(Photo-based referring expression data)

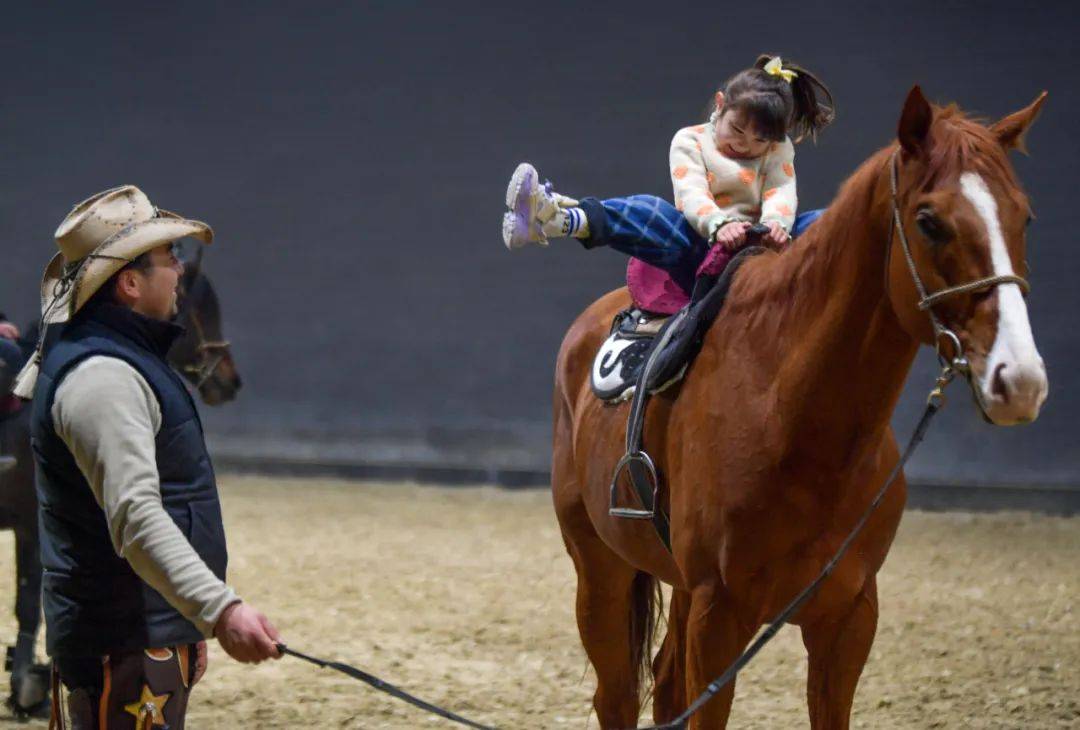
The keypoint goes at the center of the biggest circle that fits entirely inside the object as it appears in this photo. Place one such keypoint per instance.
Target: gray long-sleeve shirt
(107, 415)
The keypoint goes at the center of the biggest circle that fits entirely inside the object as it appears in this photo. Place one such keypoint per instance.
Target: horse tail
(646, 610)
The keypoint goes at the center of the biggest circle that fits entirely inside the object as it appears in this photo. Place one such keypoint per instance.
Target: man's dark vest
(94, 603)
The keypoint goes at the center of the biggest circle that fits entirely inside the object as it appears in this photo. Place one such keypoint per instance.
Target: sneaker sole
(520, 193)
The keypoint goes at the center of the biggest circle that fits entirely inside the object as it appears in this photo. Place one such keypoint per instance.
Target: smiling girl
(728, 174)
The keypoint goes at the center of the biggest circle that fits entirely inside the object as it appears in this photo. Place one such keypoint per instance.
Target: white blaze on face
(1014, 383)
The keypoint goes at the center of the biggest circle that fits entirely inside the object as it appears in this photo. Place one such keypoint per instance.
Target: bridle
(211, 352)
(958, 363)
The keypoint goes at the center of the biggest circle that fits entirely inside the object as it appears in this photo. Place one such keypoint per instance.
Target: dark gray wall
(352, 159)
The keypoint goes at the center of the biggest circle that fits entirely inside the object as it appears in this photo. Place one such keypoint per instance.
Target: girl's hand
(777, 235)
(731, 235)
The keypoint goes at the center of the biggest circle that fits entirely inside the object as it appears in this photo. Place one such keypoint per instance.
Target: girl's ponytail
(813, 108)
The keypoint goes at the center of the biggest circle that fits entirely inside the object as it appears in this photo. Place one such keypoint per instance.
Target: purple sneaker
(520, 225)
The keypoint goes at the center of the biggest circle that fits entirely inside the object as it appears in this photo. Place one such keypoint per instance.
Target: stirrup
(626, 463)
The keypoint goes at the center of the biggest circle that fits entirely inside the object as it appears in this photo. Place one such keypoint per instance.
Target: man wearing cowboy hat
(132, 537)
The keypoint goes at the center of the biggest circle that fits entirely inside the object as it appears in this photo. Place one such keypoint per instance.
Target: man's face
(157, 285)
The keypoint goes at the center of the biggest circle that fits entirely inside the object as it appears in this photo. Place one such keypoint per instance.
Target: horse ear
(1011, 130)
(915, 122)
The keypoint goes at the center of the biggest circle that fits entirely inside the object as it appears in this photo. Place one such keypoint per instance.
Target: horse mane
(957, 144)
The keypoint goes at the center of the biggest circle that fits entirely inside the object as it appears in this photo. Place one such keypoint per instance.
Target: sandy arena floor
(464, 596)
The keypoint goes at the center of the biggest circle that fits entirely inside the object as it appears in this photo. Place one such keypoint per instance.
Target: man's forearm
(164, 559)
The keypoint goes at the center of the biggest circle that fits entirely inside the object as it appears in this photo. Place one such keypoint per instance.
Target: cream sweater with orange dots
(712, 189)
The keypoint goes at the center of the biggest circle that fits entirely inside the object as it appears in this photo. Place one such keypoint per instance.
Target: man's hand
(201, 661)
(246, 635)
(777, 235)
(731, 235)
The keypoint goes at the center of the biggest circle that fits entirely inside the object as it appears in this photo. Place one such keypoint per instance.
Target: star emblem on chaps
(148, 702)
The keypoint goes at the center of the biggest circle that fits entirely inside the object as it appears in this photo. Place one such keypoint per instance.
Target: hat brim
(61, 300)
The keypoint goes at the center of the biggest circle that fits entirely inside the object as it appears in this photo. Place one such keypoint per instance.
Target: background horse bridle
(211, 352)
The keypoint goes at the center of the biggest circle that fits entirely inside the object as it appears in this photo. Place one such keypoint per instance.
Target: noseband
(927, 300)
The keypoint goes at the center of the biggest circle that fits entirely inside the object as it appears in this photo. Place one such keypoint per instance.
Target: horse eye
(931, 226)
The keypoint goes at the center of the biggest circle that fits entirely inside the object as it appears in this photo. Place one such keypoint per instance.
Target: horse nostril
(998, 384)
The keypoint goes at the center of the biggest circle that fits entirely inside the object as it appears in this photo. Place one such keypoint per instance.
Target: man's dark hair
(107, 293)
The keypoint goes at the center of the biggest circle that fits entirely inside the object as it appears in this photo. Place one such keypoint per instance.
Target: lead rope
(383, 687)
(934, 403)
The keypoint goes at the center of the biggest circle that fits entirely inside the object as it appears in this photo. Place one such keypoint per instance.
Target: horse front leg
(838, 648)
(715, 638)
(29, 683)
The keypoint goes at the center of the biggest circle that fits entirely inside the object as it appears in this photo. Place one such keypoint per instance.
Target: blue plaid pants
(651, 229)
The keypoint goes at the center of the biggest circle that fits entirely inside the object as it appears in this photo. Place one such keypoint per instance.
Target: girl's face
(736, 136)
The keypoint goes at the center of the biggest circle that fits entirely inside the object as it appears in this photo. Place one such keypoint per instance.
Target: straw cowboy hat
(100, 235)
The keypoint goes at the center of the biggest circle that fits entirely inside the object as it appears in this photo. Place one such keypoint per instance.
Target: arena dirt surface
(464, 596)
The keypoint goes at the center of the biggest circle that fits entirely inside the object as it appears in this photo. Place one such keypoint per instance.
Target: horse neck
(840, 354)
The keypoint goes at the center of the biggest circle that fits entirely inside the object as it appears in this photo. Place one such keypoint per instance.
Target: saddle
(635, 334)
(644, 354)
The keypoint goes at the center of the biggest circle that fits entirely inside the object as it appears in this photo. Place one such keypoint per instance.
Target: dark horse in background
(203, 356)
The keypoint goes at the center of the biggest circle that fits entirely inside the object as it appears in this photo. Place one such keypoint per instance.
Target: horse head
(964, 216)
(202, 353)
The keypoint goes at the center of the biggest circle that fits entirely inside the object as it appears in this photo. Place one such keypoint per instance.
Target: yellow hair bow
(775, 68)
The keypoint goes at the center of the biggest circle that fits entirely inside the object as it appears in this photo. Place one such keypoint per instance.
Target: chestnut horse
(780, 434)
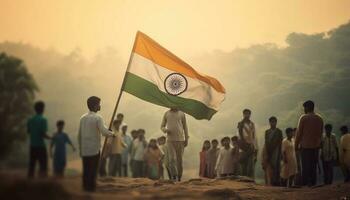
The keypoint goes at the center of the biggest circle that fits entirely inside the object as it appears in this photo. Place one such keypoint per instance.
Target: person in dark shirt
(59, 141)
(37, 130)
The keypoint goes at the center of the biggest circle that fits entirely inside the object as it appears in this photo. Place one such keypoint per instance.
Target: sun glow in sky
(185, 27)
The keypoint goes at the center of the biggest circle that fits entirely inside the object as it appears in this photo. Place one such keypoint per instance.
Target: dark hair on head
(39, 107)
(214, 140)
(273, 118)
(234, 138)
(162, 138)
(289, 130)
(344, 129)
(60, 123)
(206, 142)
(310, 105)
(92, 102)
(328, 127)
(247, 111)
(225, 138)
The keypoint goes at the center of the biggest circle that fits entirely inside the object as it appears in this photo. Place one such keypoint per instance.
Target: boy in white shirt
(224, 164)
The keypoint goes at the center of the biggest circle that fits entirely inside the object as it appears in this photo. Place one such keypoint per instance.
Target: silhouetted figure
(175, 126)
(289, 166)
(169, 169)
(117, 147)
(134, 136)
(125, 153)
(37, 130)
(272, 157)
(298, 177)
(203, 172)
(236, 155)
(153, 156)
(329, 154)
(344, 153)
(89, 137)
(103, 161)
(59, 141)
(248, 143)
(212, 156)
(308, 140)
(137, 154)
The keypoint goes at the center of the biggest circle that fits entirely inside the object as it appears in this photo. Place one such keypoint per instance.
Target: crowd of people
(290, 161)
(287, 161)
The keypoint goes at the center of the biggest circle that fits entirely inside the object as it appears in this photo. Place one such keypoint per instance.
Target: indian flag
(156, 75)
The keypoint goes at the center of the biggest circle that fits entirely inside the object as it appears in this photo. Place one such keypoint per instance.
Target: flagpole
(119, 97)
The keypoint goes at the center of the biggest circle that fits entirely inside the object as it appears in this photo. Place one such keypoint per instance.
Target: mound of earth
(16, 186)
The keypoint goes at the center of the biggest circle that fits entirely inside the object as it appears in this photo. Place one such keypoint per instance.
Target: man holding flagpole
(156, 75)
(175, 126)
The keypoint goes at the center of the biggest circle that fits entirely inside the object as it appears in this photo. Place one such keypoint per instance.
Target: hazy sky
(185, 27)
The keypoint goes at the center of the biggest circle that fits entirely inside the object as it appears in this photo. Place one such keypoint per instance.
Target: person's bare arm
(79, 138)
(103, 129)
(240, 130)
(184, 123)
(299, 133)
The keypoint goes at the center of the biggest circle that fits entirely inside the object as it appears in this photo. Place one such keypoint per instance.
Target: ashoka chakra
(175, 84)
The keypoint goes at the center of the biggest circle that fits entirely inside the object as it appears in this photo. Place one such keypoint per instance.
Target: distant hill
(270, 80)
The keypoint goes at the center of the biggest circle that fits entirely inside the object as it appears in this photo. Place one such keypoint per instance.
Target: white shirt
(139, 150)
(225, 161)
(175, 122)
(89, 136)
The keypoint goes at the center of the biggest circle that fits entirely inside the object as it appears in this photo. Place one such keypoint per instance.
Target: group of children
(147, 159)
(225, 161)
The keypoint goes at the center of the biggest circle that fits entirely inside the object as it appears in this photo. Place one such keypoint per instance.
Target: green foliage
(17, 88)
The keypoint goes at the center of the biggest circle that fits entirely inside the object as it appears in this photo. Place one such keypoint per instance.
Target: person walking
(308, 141)
(175, 126)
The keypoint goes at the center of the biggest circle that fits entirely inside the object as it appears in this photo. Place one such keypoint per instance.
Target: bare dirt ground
(14, 185)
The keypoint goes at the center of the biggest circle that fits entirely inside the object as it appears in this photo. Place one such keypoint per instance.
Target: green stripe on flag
(147, 91)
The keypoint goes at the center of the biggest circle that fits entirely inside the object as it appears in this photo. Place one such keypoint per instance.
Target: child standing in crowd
(153, 157)
(37, 130)
(137, 154)
(203, 159)
(344, 153)
(125, 154)
(236, 156)
(289, 163)
(329, 154)
(59, 141)
(212, 156)
(165, 159)
(224, 162)
(117, 147)
(298, 180)
(134, 135)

• _TO DO_:
Write out, exactly as shown, only the lines running from the one that contains "Target: person walking" to the last line above.

• _SOLUTION FOR THIS PROBLEM_:
Target: person walking
(308, 141)
(175, 126)
The keypoint goes at the center of the biggest circle that fits entirely inside the object as it appears in this photo. Place one such keypoint per instance.
Target: bare dirt ground
(14, 185)
The keypoint goes at the center of the biggest circle that fits entirely inside the object as it appears in this photo. Place one such keypoint per instance.
Target: green stripe on flag
(147, 91)
The keypoint goes at the center of the biggest circle that fits entirely inside the object as it appears in this photo. Place one such keypoint per instance.
Target: child standing in crowd
(153, 157)
(37, 130)
(137, 154)
(203, 159)
(344, 153)
(125, 154)
(236, 156)
(289, 163)
(329, 154)
(59, 141)
(212, 156)
(165, 159)
(224, 162)
(117, 147)
(298, 180)
(134, 135)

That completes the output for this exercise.